#### Consigne 1:
Selon le billet, pendant combien de temps l'autrice est-elle restée à Pemba et dans ses environs ?

#### Extrait retenu:
Déjà trois ans.

Cette semaine, je me suis rappelée de l’existence de ce blog. C’est le blog que j’ai écrit, aidée par mon amie Audrey Vaché, lorsque nous étions au Mozambique dans le cadre d’un stage en écotourisme, il y a de cela déjà trois ans. En résumé, nous travaillions avec une équipe de professeurs enseignant dans un programme de tourisme à Pemba. Le but du projet était, en bout de ligne, de monter une spécialisation d’un an en écotourisme pour les étudiants qui, après avoir complété le programme de trois ans, étaient intéressés par ce domaine. Plus spécifiquement, Audrey, Anne et moi avons travaillé à partager nos connaissances en conception de produits d’écotourisme et avons conçu des activités adaptées à la région avec l’équipe de profs. Plus de détails sur le blog.

Quel impact, au final?

Nous étions loin de changer le monde. Loin de régler les nombreux problèmes de ce beau petit pays aux accents portugais. Depuis mon séjour là-bas, j’ai souvent remis en question la pertinence de ce projet. Quel était le véritable but d’envoyer trois personnes travailler là-bas pour seulement trois semaines – délai ridiculement court pour ce que nous avions à faire? Beaucoup d’argent investi pour quel impact?

Je me souviens de mon ami Bruno-Pier qui, à mon retour, m’avait demandé « pis, as-tu aimé ça le Mozambique? », m’ayant entendu dire et redire à quel point j’avais hâte d’y être. J’avais hésité avant de répondre. Ce n’est pas le genre de « voyage » que tu trouves « tellement l’fun ». Égoïstement, peut-être, je suis très heureuse et reconnaissante d’avoir eu la chance de vivre cette expérience, mais je ressens aussi de la culpabilité pour ce projet qui, au final, aurait pu être mieux conçu et dans lequel les investissements auraient pu être mieux choisis. Sur une note plus positive, je suis quand même fière du fait que cette mission ait contribué un tant soit peu à l’amélioration d’un programme de formation dans un domaine en pleine croissance dans cette région du pays, et que cette amélioration allait dans le sens d’un tourisme plus responsable. J’espère très sincèrement que cette spécialisation offre aujourd’hui de meilleures opportunités d’emploi à plus de jeunes mozambicains.

Et le temps passe…

Lorsque j’ai enfin retrouvé le blogue, je l’ai relu d’un bout à l’autre. Étrange sentiment que de relire ce qu’on a écrit il y a trois ans… C’est comme découvrir une autre personne, se rappeler la Catherine d’avant. D’avant quoi, je ne sais pas, mais c’était assez incroyable de voir l’évolution. À 20 ans, s’envolant vers le continent africain, la jeune Catherine était pas mal naïve… Non pas que je ne le sois plus, mais mon expérience présente avec ISF me ramène souvent les pieds sur terre et me donne une vision plus réaliste de l’Afrique que celle que j’avais à l’époque. Dans les premiers articles, je parle souvent de « l’Afrique », alors que pendant trois semaines je suis restée à Pemba et ses environs, dans la province de Cabo Delgado au nord du Mozambique. Ce TED Talk (vidéo en anglais, sous-titres en français) de Chimanda Adichie m’a beaucoup fait réfléchir et a contribué à ma remise en question de mes préconceptions.

#### Consigne 2:
Transcrivez fidèlement les lignes figurant ci-dessous, depuis la première jusqu'à celle qui contient « column 519, row 160 », cette dernière comprise.

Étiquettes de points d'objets
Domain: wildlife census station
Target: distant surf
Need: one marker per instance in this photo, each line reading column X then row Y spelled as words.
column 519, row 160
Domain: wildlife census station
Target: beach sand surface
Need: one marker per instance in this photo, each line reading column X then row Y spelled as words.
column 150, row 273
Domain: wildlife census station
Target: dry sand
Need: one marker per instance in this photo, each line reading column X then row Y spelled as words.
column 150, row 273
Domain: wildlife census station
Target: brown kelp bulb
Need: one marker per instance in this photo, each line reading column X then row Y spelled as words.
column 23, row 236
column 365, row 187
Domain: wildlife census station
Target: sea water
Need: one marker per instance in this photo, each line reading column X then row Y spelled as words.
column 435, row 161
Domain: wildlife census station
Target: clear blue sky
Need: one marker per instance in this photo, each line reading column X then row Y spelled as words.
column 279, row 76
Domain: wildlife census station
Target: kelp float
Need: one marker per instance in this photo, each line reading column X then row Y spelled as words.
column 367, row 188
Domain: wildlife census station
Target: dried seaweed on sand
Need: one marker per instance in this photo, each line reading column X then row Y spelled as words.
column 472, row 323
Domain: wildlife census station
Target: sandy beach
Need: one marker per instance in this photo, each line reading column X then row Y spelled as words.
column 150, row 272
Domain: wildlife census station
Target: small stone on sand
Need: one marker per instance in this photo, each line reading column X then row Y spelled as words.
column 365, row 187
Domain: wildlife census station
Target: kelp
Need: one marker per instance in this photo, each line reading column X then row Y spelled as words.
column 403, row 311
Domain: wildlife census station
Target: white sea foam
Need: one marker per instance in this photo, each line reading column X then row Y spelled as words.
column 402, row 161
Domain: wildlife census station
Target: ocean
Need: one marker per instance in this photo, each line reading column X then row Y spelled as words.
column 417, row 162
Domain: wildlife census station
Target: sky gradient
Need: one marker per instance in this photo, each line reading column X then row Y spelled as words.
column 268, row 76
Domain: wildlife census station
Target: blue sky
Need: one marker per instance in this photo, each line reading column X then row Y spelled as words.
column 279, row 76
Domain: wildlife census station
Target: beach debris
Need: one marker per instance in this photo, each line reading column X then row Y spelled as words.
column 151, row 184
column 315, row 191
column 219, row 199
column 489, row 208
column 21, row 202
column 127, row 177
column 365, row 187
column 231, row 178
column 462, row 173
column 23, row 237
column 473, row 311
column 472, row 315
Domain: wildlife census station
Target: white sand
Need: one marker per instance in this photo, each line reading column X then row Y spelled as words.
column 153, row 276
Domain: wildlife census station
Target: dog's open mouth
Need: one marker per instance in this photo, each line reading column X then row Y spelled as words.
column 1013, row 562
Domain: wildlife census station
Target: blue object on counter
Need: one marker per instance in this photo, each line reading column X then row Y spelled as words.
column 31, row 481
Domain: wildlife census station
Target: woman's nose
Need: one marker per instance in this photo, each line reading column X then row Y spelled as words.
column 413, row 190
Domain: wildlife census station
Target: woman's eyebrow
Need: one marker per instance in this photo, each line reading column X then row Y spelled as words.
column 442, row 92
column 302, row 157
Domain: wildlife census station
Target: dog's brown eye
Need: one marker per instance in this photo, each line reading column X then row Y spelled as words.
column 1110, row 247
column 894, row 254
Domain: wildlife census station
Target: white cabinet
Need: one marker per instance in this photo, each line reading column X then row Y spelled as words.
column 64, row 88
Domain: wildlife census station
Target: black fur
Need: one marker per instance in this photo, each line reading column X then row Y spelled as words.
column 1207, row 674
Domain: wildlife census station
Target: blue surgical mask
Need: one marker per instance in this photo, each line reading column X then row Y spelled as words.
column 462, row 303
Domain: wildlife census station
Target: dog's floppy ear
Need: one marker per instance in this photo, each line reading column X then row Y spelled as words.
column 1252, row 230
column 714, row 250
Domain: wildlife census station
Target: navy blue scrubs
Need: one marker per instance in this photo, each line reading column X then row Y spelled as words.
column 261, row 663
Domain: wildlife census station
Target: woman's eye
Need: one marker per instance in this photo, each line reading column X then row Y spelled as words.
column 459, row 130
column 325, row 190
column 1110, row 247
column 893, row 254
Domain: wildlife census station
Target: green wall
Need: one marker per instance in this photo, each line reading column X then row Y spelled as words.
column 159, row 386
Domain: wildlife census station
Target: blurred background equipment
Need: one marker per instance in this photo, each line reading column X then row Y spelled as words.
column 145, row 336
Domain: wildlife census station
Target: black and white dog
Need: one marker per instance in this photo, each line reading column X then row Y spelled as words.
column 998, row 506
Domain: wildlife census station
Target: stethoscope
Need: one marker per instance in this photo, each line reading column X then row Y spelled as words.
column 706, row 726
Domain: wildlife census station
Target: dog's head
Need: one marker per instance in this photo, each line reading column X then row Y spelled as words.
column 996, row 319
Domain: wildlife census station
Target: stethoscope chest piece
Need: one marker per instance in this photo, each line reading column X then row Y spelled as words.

#### Résultat attendu 1:
Trois semaines.

#### Résultat attendu 2:
Domain: wildlife census station
Target: distant surf
Need: one marker per instance in this photo, each line reading column X then row Y spelled as words.
column 519, row 160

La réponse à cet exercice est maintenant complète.